───── ROWS ─────

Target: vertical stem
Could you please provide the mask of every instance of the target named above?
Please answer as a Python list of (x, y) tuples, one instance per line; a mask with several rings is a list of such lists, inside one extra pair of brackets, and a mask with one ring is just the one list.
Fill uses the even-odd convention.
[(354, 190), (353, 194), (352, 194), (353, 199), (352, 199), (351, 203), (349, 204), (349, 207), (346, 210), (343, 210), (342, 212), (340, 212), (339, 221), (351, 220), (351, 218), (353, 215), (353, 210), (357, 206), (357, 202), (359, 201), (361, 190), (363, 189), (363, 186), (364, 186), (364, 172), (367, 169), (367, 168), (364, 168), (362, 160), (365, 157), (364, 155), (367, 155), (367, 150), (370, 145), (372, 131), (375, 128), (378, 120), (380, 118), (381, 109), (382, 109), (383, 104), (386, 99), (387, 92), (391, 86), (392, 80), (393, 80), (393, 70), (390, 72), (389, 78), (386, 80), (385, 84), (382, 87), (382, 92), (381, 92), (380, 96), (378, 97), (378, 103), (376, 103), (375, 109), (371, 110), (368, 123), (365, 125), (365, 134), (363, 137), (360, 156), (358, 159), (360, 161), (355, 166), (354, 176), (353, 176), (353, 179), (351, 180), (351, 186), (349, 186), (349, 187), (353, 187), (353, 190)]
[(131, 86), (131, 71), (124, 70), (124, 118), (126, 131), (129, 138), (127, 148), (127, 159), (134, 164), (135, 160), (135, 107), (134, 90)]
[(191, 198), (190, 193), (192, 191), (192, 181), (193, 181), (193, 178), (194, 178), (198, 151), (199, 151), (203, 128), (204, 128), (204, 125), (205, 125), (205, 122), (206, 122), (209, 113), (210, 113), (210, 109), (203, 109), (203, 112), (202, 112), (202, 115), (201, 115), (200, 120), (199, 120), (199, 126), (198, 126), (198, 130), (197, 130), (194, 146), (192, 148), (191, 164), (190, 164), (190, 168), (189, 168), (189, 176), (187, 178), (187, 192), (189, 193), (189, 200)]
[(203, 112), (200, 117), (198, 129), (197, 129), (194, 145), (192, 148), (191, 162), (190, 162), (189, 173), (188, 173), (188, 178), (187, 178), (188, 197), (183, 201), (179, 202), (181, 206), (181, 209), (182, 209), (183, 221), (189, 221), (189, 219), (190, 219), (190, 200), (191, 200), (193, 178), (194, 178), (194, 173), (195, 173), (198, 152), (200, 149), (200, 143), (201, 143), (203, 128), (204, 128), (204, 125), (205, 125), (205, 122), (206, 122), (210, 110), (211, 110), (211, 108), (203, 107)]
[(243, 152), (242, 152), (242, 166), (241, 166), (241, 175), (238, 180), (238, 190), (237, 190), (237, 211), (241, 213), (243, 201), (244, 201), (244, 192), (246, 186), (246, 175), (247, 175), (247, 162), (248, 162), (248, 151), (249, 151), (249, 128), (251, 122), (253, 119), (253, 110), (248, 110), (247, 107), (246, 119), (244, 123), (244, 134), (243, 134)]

─────
───── ROWS ─────

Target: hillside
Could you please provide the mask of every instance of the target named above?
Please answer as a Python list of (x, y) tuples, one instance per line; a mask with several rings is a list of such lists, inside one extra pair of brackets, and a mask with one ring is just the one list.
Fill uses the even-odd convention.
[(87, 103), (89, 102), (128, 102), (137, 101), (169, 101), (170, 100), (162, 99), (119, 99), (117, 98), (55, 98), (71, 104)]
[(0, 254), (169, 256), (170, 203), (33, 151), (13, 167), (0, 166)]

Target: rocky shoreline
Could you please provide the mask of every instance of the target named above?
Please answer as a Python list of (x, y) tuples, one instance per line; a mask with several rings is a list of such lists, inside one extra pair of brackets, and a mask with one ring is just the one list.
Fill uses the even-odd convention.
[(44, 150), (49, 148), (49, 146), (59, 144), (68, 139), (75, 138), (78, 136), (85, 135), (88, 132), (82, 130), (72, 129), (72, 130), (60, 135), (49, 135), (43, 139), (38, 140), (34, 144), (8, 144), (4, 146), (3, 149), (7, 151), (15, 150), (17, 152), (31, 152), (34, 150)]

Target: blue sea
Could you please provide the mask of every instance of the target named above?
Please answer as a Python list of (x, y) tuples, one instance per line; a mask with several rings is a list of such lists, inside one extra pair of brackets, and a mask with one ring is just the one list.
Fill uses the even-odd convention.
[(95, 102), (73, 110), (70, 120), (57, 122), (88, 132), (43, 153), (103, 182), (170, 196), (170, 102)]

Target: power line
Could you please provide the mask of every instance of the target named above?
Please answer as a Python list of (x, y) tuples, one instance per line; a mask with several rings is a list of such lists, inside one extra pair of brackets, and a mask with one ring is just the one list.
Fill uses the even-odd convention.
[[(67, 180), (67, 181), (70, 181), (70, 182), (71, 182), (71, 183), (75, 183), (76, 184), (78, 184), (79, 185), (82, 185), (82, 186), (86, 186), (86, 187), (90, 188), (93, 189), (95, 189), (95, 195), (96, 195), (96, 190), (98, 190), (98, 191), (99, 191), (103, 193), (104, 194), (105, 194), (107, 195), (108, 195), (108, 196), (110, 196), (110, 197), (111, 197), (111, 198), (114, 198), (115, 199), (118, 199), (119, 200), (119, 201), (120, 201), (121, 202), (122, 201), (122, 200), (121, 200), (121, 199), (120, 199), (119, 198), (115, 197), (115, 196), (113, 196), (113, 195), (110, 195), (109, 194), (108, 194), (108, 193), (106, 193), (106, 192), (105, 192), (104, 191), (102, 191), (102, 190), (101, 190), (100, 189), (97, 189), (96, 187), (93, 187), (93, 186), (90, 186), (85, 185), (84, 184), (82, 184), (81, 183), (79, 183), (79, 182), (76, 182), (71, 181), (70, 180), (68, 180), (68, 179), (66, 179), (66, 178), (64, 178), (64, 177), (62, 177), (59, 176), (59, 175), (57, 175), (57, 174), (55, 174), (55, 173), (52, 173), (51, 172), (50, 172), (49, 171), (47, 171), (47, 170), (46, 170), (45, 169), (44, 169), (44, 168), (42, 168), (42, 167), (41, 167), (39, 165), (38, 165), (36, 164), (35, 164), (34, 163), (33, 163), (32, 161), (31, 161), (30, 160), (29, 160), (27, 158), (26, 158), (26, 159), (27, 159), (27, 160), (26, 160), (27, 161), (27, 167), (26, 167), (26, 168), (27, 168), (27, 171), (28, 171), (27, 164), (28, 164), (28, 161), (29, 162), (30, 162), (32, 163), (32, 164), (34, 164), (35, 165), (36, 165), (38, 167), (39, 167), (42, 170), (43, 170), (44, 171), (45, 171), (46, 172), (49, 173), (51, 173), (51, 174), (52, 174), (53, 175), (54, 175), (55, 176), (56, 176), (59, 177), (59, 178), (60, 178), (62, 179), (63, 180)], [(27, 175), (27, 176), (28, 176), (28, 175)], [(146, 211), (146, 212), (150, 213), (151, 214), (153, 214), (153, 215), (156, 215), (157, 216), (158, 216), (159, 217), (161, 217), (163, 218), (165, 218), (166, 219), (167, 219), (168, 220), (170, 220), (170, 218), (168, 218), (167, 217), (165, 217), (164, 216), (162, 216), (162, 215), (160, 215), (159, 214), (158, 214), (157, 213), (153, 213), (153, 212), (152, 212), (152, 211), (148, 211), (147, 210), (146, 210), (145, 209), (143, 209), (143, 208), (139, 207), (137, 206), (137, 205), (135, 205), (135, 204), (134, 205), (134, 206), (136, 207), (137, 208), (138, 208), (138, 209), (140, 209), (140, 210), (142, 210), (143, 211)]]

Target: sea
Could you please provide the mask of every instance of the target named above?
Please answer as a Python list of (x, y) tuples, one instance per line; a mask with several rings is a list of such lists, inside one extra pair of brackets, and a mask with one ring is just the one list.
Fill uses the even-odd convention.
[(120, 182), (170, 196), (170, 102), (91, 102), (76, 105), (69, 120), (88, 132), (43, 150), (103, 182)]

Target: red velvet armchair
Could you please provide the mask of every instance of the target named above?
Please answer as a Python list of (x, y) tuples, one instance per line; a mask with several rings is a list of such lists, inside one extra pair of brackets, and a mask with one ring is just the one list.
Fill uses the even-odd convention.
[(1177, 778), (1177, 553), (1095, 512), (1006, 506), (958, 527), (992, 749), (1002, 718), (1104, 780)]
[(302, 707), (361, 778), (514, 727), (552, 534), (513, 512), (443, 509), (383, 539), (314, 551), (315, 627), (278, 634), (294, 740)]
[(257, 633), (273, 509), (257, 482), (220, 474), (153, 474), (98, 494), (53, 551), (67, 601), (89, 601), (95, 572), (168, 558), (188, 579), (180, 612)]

─────
───── ROWS ─────

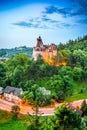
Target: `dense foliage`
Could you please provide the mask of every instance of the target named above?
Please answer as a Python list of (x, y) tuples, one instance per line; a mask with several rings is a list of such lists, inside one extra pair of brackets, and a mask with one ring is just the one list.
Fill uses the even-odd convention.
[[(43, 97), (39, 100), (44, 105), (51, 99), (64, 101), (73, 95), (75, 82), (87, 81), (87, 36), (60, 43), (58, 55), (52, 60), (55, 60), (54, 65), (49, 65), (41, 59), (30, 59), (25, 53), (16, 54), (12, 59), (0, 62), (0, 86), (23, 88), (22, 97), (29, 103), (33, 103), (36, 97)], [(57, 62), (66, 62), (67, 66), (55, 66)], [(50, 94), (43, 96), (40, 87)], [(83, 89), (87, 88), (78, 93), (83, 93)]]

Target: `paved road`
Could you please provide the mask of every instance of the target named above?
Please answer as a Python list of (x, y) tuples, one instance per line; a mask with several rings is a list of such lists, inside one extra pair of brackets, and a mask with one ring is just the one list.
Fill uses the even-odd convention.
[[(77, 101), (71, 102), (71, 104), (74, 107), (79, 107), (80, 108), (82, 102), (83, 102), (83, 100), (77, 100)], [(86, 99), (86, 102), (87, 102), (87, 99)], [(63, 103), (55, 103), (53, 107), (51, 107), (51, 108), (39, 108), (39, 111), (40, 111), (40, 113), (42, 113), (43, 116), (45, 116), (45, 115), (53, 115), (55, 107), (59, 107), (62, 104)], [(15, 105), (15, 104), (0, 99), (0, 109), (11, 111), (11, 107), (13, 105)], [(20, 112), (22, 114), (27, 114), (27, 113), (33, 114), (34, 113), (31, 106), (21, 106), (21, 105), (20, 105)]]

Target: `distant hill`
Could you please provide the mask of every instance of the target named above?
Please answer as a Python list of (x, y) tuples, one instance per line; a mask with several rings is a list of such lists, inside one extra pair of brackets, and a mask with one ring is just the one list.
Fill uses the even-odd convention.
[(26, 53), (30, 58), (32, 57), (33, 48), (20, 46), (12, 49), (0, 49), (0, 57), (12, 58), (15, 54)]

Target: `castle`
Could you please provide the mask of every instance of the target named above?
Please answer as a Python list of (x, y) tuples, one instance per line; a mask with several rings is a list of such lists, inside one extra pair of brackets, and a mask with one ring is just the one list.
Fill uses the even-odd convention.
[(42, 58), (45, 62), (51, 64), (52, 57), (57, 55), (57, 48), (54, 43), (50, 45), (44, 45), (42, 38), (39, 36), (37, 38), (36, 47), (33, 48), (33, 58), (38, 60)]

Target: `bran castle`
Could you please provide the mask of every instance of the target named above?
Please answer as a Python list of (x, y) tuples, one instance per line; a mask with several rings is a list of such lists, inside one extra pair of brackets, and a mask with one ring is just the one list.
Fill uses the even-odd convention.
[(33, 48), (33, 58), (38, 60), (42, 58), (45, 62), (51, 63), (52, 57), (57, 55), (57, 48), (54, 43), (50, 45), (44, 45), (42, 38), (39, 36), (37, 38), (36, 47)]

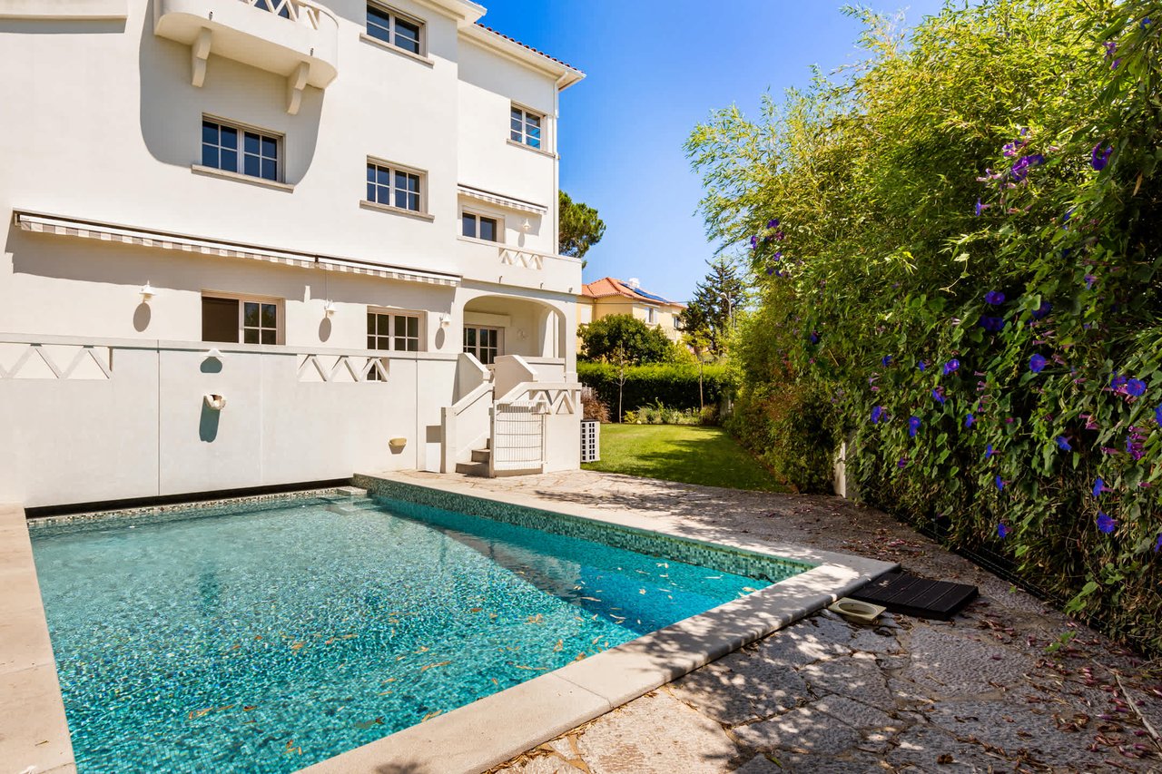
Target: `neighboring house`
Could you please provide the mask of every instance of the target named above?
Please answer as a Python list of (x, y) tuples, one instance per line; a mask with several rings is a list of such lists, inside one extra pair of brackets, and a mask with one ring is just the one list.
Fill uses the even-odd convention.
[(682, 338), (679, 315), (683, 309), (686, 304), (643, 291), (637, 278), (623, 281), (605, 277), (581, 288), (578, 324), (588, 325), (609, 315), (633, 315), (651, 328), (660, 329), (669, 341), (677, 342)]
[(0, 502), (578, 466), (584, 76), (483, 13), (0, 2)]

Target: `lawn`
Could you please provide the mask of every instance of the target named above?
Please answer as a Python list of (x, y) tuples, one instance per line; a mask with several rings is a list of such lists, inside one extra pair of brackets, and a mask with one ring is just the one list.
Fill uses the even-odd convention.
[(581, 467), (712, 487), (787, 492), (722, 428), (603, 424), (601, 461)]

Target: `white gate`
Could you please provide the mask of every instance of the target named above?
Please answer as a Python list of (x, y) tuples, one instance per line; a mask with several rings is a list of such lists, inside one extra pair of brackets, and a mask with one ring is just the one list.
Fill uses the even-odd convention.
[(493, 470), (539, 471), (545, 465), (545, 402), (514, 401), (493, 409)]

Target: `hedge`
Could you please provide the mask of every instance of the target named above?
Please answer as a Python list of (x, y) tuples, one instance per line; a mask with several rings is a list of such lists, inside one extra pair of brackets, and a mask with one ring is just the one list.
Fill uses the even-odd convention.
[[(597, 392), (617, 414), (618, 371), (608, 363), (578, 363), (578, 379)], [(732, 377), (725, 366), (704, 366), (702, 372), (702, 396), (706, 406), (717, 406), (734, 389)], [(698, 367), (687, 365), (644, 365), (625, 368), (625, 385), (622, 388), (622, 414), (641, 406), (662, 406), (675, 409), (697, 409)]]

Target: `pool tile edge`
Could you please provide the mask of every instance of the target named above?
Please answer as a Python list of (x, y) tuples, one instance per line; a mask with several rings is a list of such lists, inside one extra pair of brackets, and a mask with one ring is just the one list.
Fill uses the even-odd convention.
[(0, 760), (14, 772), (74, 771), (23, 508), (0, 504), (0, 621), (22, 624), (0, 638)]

─────

_TO DO_
From the line with "Target: vertical stem" up to and including the line with "107), (134, 90)]", change every "instance" to "object" and give those lines again with nothing else altered.

_SOLUTION FOR THIS TASK_
Target: vertical stem
Could you please provide the mask of every object of the target named above?
Please answer as a Python list of (x, y) tuples, one object per line; a mask with several rings is a list of such lists, inside one extra pair of brackets, and a mask with one ring is just the one list.
Fill uses the even-odd convention.
[(354, 190), (353, 194), (352, 194), (353, 199), (352, 199), (351, 203), (349, 204), (349, 207), (346, 210), (343, 210), (342, 212), (340, 212), (339, 221), (351, 220), (351, 218), (353, 215), (353, 210), (357, 206), (357, 202), (359, 201), (361, 190), (363, 189), (363, 186), (364, 186), (364, 172), (367, 169), (367, 168), (364, 168), (362, 160), (365, 157), (364, 155), (367, 155), (367, 150), (370, 145), (372, 131), (375, 128), (378, 120), (380, 118), (381, 109), (382, 109), (383, 104), (386, 99), (387, 92), (391, 86), (392, 80), (393, 80), (393, 70), (390, 72), (389, 78), (386, 80), (385, 84), (382, 87), (382, 92), (381, 92), (380, 96), (378, 97), (378, 103), (376, 103), (375, 109), (371, 110), (368, 123), (365, 125), (365, 134), (363, 137), (360, 156), (358, 159), (360, 161), (355, 166), (354, 176), (353, 176), (353, 179), (351, 180), (351, 186), (349, 186), (349, 187), (353, 187), (353, 190)]
[(131, 86), (131, 71), (124, 70), (124, 118), (126, 131), (129, 138), (127, 148), (127, 159), (134, 164), (135, 160), (135, 107), (134, 90)]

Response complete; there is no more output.